Try it:
Your task is to repeat exactly the lines below between the line holding "Target: red coca-cola logo" and the line holding "Target: car rear bumper", inclusive, and only those.

(Recorded information)

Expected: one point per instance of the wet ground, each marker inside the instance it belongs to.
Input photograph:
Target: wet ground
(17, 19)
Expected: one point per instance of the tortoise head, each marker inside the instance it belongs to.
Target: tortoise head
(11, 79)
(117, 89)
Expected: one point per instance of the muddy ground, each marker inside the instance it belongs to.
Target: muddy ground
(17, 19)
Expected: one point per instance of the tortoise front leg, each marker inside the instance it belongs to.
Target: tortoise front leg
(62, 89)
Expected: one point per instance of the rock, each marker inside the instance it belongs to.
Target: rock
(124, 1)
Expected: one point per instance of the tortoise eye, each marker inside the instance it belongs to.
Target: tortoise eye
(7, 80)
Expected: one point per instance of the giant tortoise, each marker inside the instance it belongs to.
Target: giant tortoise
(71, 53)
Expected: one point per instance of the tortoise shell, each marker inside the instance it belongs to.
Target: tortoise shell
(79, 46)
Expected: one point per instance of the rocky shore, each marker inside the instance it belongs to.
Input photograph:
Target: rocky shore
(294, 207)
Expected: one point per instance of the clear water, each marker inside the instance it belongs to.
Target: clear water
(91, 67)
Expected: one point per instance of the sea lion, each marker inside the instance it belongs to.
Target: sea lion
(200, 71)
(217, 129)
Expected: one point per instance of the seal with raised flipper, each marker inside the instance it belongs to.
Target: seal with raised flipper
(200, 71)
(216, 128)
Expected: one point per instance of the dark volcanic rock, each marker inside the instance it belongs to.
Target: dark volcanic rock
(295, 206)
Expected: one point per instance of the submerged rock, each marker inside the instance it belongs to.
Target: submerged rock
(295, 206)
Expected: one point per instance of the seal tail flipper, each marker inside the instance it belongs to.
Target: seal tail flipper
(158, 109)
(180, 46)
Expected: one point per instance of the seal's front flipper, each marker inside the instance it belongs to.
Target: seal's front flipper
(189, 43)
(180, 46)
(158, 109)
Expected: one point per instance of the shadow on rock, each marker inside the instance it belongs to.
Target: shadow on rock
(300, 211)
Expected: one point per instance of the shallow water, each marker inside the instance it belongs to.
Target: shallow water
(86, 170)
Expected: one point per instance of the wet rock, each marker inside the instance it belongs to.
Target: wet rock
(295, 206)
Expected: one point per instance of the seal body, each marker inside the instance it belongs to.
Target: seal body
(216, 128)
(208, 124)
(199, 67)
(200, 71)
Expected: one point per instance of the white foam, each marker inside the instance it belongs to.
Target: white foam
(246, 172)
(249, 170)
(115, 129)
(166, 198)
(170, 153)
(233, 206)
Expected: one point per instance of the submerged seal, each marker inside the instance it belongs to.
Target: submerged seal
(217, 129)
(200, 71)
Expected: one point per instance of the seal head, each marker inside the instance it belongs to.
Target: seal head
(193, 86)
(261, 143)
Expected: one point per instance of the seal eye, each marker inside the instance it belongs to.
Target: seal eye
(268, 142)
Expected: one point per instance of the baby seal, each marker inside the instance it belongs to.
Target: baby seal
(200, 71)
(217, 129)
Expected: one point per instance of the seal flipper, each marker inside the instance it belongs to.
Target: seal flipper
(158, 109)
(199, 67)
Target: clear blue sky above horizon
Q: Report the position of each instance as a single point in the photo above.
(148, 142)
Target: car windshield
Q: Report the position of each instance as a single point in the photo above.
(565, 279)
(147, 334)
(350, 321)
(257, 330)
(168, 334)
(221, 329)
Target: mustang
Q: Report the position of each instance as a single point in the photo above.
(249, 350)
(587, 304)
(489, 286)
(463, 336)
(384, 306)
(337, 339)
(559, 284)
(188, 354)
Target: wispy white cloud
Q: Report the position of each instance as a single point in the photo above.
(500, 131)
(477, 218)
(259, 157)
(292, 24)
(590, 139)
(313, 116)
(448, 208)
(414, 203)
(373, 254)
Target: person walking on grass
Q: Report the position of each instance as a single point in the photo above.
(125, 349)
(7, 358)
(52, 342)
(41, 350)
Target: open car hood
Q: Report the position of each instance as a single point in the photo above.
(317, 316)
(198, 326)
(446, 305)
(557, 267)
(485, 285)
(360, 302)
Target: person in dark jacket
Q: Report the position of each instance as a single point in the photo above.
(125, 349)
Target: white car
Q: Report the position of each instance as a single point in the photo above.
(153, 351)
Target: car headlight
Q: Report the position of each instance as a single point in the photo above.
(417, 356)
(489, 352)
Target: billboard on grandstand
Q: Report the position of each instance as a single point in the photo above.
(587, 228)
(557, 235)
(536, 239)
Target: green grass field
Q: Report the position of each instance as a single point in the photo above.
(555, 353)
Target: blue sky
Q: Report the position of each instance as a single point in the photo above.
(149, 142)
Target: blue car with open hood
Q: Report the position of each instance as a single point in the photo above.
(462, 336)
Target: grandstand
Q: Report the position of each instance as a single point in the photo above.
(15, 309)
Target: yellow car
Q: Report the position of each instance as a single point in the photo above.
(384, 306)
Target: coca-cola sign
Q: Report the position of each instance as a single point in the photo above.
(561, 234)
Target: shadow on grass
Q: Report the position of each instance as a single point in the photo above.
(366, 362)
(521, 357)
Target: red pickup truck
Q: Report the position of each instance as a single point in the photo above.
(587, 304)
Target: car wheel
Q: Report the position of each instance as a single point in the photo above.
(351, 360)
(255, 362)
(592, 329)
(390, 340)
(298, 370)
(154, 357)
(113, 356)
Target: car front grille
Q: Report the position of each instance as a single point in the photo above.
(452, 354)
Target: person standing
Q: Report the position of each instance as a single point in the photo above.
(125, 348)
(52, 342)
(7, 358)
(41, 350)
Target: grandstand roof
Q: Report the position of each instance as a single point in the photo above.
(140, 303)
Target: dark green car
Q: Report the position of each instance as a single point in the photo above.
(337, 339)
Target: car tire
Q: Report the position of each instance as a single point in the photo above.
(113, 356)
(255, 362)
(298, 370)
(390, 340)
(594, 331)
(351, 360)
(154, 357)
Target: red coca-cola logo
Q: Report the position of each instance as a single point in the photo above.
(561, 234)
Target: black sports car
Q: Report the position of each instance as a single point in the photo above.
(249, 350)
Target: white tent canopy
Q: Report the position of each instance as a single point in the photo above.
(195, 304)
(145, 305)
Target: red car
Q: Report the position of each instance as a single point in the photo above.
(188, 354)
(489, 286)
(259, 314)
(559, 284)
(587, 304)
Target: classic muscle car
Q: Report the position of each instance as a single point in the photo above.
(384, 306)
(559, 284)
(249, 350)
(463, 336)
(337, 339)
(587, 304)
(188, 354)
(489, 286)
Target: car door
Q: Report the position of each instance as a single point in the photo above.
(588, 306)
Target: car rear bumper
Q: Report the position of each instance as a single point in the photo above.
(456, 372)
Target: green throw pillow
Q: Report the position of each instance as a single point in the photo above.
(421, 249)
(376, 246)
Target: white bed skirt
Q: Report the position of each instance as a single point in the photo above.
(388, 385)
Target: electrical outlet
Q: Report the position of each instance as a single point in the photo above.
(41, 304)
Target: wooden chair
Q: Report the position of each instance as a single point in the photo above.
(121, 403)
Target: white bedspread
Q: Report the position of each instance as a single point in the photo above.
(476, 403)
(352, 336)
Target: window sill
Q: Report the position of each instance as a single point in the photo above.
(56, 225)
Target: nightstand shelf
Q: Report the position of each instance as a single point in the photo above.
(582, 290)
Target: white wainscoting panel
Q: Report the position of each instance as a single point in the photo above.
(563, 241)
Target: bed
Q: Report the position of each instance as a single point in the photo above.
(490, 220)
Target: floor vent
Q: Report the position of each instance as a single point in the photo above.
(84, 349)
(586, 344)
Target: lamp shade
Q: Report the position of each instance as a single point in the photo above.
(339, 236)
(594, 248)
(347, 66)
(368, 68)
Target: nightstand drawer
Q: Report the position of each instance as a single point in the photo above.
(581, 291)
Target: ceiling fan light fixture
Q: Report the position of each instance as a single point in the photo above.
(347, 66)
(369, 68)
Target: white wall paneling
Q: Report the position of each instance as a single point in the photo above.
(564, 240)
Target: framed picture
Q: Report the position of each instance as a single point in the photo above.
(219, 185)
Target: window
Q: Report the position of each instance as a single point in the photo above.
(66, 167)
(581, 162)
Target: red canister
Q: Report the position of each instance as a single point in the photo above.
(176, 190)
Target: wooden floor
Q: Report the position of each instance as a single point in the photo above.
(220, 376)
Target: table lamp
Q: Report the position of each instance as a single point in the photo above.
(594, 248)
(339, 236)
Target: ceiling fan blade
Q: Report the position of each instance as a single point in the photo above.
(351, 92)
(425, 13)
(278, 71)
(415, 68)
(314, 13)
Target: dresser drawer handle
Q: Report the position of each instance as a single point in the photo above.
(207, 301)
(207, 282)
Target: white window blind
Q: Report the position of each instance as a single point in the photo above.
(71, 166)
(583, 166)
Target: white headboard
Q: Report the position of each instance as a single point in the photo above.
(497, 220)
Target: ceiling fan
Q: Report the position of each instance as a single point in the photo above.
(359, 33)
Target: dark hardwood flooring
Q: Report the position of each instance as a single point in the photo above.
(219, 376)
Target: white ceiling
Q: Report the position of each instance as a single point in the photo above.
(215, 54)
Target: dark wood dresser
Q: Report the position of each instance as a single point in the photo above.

(End Recorded information)

Response to the exercise:
Target: red coca-cola logo
Q: Report the position of each instance as a single point in the photo above.
(561, 234)
Target: black sports car
Q: Report the position of each instance as a single point in the photo above.
(249, 350)
Target: white tent canopy
Q: Report the position of each instance as a single point in the photo above.
(195, 304)
(145, 305)
Target: red car
Q: Report the position of each instance as a single point in the photo above.
(188, 354)
(489, 286)
(259, 314)
(559, 284)
(587, 304)
Target: classic muscle car
Q: Report the position of each instance as a single point in the photo above.
(384, 306)
(559, 284)
(249, 350)
(463, 336)
(337, 339)
(587, 304)
(188, 354)
(489, 286)
Target: car door
Q: Report the position of each instance as a single point in the photo above.
(588, 306)
Target: car rear bumper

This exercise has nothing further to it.